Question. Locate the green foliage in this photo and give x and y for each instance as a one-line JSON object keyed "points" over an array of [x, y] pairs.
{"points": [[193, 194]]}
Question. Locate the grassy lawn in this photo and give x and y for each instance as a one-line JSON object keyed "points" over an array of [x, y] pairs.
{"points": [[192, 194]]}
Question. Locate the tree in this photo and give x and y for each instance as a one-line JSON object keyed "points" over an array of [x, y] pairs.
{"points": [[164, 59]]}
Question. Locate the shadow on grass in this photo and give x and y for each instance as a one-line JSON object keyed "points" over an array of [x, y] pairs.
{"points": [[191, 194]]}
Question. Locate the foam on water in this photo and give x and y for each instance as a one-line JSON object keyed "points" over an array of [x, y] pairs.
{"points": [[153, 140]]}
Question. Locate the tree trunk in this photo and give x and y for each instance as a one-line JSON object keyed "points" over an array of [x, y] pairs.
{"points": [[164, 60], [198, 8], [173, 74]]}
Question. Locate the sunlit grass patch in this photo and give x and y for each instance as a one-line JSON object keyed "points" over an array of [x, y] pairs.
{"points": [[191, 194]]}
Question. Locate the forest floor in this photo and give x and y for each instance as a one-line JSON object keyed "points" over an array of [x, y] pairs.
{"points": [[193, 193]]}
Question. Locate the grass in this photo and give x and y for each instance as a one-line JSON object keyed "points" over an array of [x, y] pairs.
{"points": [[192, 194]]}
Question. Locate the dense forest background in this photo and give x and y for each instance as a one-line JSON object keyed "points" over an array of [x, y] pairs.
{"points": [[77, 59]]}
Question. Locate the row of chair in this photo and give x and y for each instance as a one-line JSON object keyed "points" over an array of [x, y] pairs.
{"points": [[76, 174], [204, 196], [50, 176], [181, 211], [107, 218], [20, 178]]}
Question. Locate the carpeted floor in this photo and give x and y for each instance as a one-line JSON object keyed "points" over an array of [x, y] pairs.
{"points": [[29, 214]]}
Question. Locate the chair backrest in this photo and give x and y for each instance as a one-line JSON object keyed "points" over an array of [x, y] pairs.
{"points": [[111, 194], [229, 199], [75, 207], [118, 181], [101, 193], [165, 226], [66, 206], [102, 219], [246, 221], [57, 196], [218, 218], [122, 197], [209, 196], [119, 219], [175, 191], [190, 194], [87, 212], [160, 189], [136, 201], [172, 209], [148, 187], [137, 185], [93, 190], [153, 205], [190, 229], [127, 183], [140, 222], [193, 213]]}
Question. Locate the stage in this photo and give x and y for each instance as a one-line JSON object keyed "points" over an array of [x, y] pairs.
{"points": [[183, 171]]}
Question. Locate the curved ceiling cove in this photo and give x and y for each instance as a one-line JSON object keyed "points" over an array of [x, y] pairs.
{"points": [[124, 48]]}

| TASK ITEM |
All lines of the data are to be repeated exactly as they stand.

| RESPONSE BELOW |
Question. Locate the green foliage in this photo and give x and y for each instance as a one-line JSON object keyed "points" over an array of [x, y] pairs.
{"points": [[193, 194]]}
Question. Locate the grassy lawn in this photo and give x and y for each instance as a one-line JSON object keyed "points" over an array of [x, y] pairs.
{"points": [[192, 194]]}
Question. Locate the tree in this photo and give x and y for each instance as a one-line JSON object keyed "points" over an array of [x, y] pairs.
{"points": [[164, 59]]}
Question. Locate the shadow on grass in this photo and give x and y for each instance as a one-line JSON object keyed "points" over an array of [x, y] pairs.
{"points": [[191, 194]]}
Question. Locate the foam on water in this photo and give x and y for each instance as a one-line JSON object keyed "points" over an array of [x, y] pairs.
{"points": [[153, 140]]}
Question. Locate the tree trunk in this photo and give x and y for each instance as a one-line JSON object keyed "points" over an array of [x, y] pairs.
{"points": [[164, 60], [198, 8], [173, 74]]}
Question. Locate the sunlit grass patch in this photo and give x and y for each instance as a one-line JSON object keyed "points" over an array of [x, y] pairs.
{"points": [[191, 194]]}
Question. Locate the forest floor in this photo and give x and y for each instance as a one-line JSON object keyed "points" over an array of [x, y] pairs.
{"points": [[193, 193]]}
Question. Locate the grass in this photo and give x and y for each instance as a one-line JSON object keyed "points" over an array of [x, y] pairs.
{"points": [[192, 194]]}
Question. Locate the dense forest background in this photo and give x and y for each instance as a one-line JSON object keyed "points" over an array of [x, y] pairs.
{"points": [[77, 59]]}
Question. Locate the row of chair in this photo and give x and y for each instance as a one-line JSON object keyed "points" over an array of [x, y] pairs.
{"points": [[76, 174], [204, 196], [50, 176], [181, 211], [107, 218], [20, 178]]}
Question. Locate the carpeted floor in this photo and give x and y for each instance as a one-line JSON object keyed "points" over an array of [x, y] pairs.
{"points": [[29, 214]]}
Question. Locate the chair backrest in this photo and give x and y for each instance as a one-line JSON object keyed "points" over an array of [x, y] pairs.
{"points": [[111, 194], [229, 199], [75, 207], [118, 181], [101, 193], [165, 226], [66, 206], [102, 219], [246, 221], [57, 196], [218, 218], [122, 197], [209, 196], [119, 219], [175, 191], [190, 194], [87, 212], [160, 189], [136, 201], [172, 209], [148, 187], [137, 185], [93, 190], [153, 205], [190, 229], [127, 183], [140, 222], [193, 213]]}
Question. Locate the stage in this photo and give x and y for each instance as a one-line JSON object keyed "points" over an array of [x, y] pairs.
{"points": [[183, 171]]}
Question. Locate the curved ceiling cove in this photo and give x and y for each instance as a one-line JSON object keyed "points" over an array of [x, y] pairs.
{"points": [[124, 48]]}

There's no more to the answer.